Problem to solve:
Which items does the text on domestic violence list as key findings of the workplace study?

Segment Start: Given text

Dr. Avnish Jolly, Winnipeg, Canada : Research suggests that “positive fatherhood” is The Key in preventing violence in Generation Next among both girls and boys. Fathers who are involved in caring for their children are role-modelling behaviours that promote gender equality. There are about 1,200 female victims for every 100,000 women, which is just five per cent higher than the rate of violence against men, reports Statistics Canada. The discourse on gender inequality has changed since the 1960s and 1970s, which means that in order to successfully combat the societal problem of domestic violence, we need a paradigm shift.
Recent study on domestic violence in Canada and its impact on the workplace have found more than one third of workers across the country have experienced domestic violence in their lifetime, and for more than half of those affected, the violence followed them to work. The study, led by Western University’s Faculty of Education, is the first of its kind to be conducted in Canada. Beginning in 2013, researchers at the Centre for Research & Education on Violence Against Women and Children (CREVAWC) collected data from more than 8,400 employed Canadians, over the age of 15, from every province and territory. This effort is largest of its kind in the world, should be an eye-opener to many. Key finding of the study showed:
Abusive phone calls, texts and e-mails at work.
The stress of hiding a bruise in daily life.
The uncertainty of what’s waiting when you get home.
The study also showed a trend in the ways in which individuals experiencing domestic violence disclosed that fact to others. Of those who chose to discuss it with someone at work, more than 80 per cent chose to disclose their struggles to a co-worker.
Although it still appears that males continue to perpetrate the most common and severe forms of domestic violence, bidirectional violence is the most common pattern of violence in abusive heterosexual dating relationships.
Of those, more than half say the issue has also followed them to work — hurting their performance and, in some cases, even costing them their job.

Segment End: Given text
Segment Start: Data records

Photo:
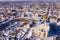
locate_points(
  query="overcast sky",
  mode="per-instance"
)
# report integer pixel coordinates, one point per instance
(29, 0)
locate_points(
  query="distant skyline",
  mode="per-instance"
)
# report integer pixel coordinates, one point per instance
(29, 0)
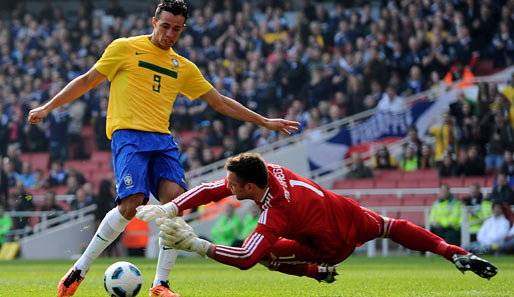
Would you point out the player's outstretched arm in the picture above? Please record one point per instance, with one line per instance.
(73, 90)
(236, 110)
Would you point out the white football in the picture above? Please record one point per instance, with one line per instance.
(123, 279)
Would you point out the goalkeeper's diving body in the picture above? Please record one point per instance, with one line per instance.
(303, 229)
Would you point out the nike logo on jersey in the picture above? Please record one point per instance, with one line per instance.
(287, 257)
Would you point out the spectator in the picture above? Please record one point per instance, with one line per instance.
(6, 225)
(90, 192)
(57, 174)
(475, 214)
(383, 159)
(493, 231)
(244, 141)
(502, 46)
(10, 173)
(502, 192)
(99, 119)
(507, 246)
(474, 165)
(58, 121)
(413, 140)
(446, 136)
(445, 216)
(4, 188)
(415, 82)
(508, 92)
(410, 160)
(501, 138)
(50, 205)
(22, 202)
(358, 169)
(426, 160)
(390, 101)
(135, 237)
(228, 227)
(229, 147)
(447, 168)
(39, 180)
(216, 133)
(72, 184)
(105, 201)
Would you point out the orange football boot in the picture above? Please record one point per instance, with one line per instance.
(163, 291)
(69, 283)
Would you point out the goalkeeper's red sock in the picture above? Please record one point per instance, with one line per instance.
(419, 239)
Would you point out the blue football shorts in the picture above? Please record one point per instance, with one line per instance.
(141, 159)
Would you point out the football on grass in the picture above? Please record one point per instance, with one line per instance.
(123, 279)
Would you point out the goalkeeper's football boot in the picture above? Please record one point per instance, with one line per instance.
(478, 265)
(327, 274)
(69, 283)
(163, 291)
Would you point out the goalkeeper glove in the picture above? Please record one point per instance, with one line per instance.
(151, 212)
(179, 235)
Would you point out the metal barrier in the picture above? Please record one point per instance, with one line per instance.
(45, 223)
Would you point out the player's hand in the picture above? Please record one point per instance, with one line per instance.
(282, 125)
(36, 115)
(148, 213)
(179, 235)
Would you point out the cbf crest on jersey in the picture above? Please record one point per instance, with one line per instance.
(174, 62)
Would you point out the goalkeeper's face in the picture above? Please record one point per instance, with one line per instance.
(167, 29)
(237, 188)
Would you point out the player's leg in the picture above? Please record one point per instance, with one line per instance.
(167, 256)
(167, 180)
(288, 256)
(416, 238)
(110, 228)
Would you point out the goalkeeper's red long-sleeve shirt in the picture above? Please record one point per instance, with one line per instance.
(327, 226)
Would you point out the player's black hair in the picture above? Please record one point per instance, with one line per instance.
(177, 7)
(249, 168)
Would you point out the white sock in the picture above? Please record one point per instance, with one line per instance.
(110, 228)
(167, 258)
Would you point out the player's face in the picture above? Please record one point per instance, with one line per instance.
(236, 187)
(167, 29)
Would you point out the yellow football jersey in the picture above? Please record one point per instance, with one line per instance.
(145, 81)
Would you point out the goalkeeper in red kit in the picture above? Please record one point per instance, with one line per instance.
(303, 229)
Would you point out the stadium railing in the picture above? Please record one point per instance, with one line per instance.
(323, 174)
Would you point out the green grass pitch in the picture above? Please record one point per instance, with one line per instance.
(359, 276)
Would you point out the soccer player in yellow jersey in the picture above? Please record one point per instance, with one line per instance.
(146, 75)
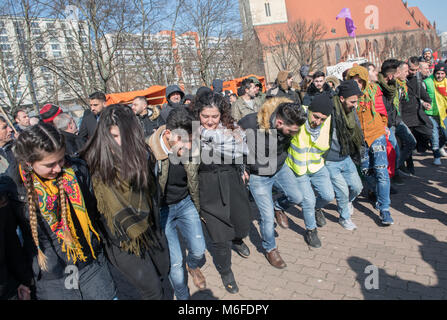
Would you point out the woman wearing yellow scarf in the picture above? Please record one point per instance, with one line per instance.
(64, 248)
(436, 87)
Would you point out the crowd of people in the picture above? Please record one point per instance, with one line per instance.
(141, 187)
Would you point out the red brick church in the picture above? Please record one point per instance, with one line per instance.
(385, 28)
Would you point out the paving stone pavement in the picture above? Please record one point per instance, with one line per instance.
(410, 256)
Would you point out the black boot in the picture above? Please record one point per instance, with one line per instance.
(229, 282)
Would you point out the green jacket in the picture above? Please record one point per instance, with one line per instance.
(163, 167)
(430, 86)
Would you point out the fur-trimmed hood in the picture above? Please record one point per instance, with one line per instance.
(267, 110)
(154, 143)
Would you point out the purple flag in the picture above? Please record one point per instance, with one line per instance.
(350, 27)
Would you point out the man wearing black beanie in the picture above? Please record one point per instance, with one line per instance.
(346, 145)
(306, 160)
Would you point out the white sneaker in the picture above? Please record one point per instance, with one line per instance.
(351, 209)
(347, 224)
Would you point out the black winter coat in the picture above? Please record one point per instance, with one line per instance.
(282, 142)
(412, 111)
(48, 241)
(290, 94)
(13, 266)
(73, 143)
(88, 125)
(312, 92)
(149, 125)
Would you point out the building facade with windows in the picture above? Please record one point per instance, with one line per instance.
(28, 48)
(384, 29)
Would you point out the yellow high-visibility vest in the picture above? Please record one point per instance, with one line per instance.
(306, 156)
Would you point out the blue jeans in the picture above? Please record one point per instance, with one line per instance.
(346, 183)
(435, 134)
(407, 140)
(321, 183)
(395, 144)
(183, 215)
(261, 189)
(374, 167)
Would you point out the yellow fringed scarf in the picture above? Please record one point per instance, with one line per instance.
(50, 208)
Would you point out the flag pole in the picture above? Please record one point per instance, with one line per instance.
(356, 47)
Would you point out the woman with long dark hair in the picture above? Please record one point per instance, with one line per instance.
(224, 202)
(118, 160)
(58, 219)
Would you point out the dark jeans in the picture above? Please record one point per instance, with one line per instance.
(140, 271)
(222, 257)
(95, 283)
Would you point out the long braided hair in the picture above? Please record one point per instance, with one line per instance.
(30, 147)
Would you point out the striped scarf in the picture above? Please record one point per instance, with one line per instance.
(48, 199)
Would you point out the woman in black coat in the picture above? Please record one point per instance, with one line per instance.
(127, 198)
(224, 202)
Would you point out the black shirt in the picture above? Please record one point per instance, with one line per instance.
(177, 184)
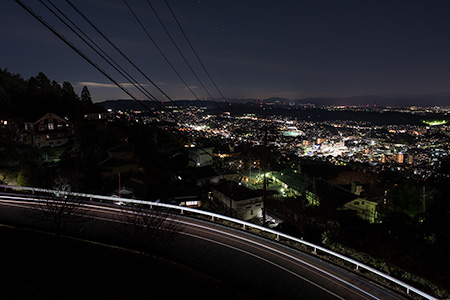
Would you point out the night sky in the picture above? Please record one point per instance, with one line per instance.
(260, 49)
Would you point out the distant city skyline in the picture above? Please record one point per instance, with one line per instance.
(254, 49)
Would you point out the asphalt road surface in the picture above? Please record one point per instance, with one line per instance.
(264, 268)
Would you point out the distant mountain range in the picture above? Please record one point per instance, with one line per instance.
(441, 99)
(284, 107)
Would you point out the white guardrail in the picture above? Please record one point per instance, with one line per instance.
(244, 224)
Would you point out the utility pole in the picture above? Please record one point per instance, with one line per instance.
(424, 201)
(265, 177)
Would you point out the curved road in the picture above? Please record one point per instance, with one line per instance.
(265, 267)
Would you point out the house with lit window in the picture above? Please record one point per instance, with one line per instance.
(245, 203)
(336, 197)
(200, 157)
(121, 159)
(49, 131)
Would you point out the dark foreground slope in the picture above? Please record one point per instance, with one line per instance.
(36, 265)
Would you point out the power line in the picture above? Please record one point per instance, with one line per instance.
(192, 47)
(160, 51)
(121, 53)
(181, 53)
(207, 51)
(121, 71)
(78, 51)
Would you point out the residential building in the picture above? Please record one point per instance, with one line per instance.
(201, 157)
(49, 131)
(245, 203)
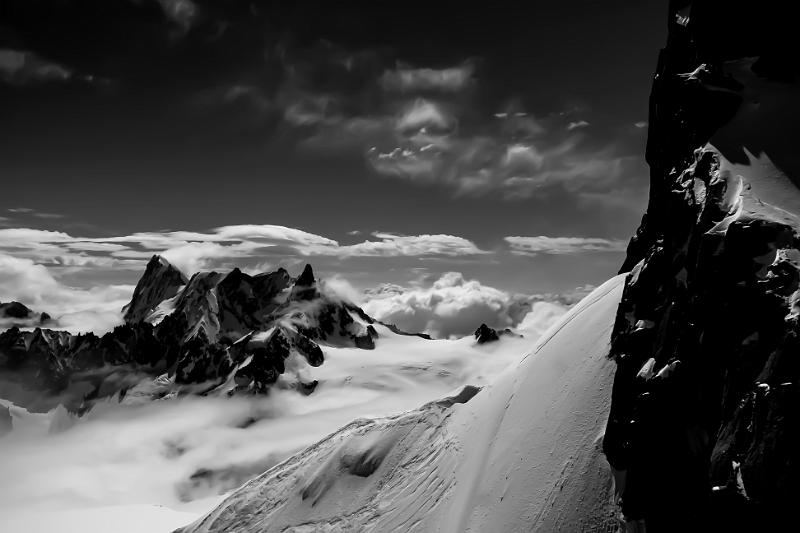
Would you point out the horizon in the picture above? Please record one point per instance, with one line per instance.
(258, 135)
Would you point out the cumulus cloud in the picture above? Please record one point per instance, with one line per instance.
(26, 211)
(192, 251)
(454, 306)
(393, 245)
(563, 245)
(94, 309)
(518, 158)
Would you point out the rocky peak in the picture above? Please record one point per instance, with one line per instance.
(18, 314)
(305, 286)
(705, 396)
(160, 281)
(486, 334)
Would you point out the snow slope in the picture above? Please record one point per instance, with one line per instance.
(523, 454)
(144, 465)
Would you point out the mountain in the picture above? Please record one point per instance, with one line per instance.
(523, 454)
(223, 333)
(161, 281)
(704, 426)
(668, 399)
(17, 314)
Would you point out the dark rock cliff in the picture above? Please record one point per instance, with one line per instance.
(704, 428)
(214, 332)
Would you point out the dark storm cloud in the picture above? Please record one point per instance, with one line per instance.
(426, 126)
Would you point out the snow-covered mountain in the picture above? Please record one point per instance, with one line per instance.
(523, 454)
(690, 355)
(222, 333)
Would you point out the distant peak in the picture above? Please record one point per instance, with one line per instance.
(306, 279)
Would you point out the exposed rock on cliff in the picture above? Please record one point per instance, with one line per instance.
(229, 333)
(160, 282)
(704, 428)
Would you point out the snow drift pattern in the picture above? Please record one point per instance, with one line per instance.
(522, 454)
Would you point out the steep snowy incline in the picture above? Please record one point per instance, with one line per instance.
(522, 454)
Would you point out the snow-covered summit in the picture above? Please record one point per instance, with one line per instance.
(522, 454)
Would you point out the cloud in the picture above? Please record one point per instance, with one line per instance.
(393, 245)
(451, 307)
(578, 124)
(94, 309)
(218, 248)
(184, 13)
(23, 67)
(33, 212)
(406, 79)
(563, 245)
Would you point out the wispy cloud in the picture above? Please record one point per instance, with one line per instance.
(193, 251)
(451, 306)
(23, 67)
(184, 13)
(562, 245)
(408, 79)
(26, 211)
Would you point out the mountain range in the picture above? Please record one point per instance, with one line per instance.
(228, 333)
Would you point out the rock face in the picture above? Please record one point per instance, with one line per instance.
(704, 426)
(485, 334)
(160, 282)
(6, 421)
(229, 333)
(20, 315)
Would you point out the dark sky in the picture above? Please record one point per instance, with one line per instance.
(337, 118)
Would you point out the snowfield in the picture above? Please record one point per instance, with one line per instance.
(153, 466)
(523, 454)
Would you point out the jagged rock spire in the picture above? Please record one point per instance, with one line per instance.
(305, 286)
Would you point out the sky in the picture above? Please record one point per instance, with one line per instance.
(382, 142)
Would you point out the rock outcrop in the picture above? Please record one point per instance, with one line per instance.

Segment End: Data records

Answer to this problem:
- Abusive phone calls, texts and e-mails at work.
- The stress of hiding a bruise in daily life.
- The uncertainty of what's waiting when you get home.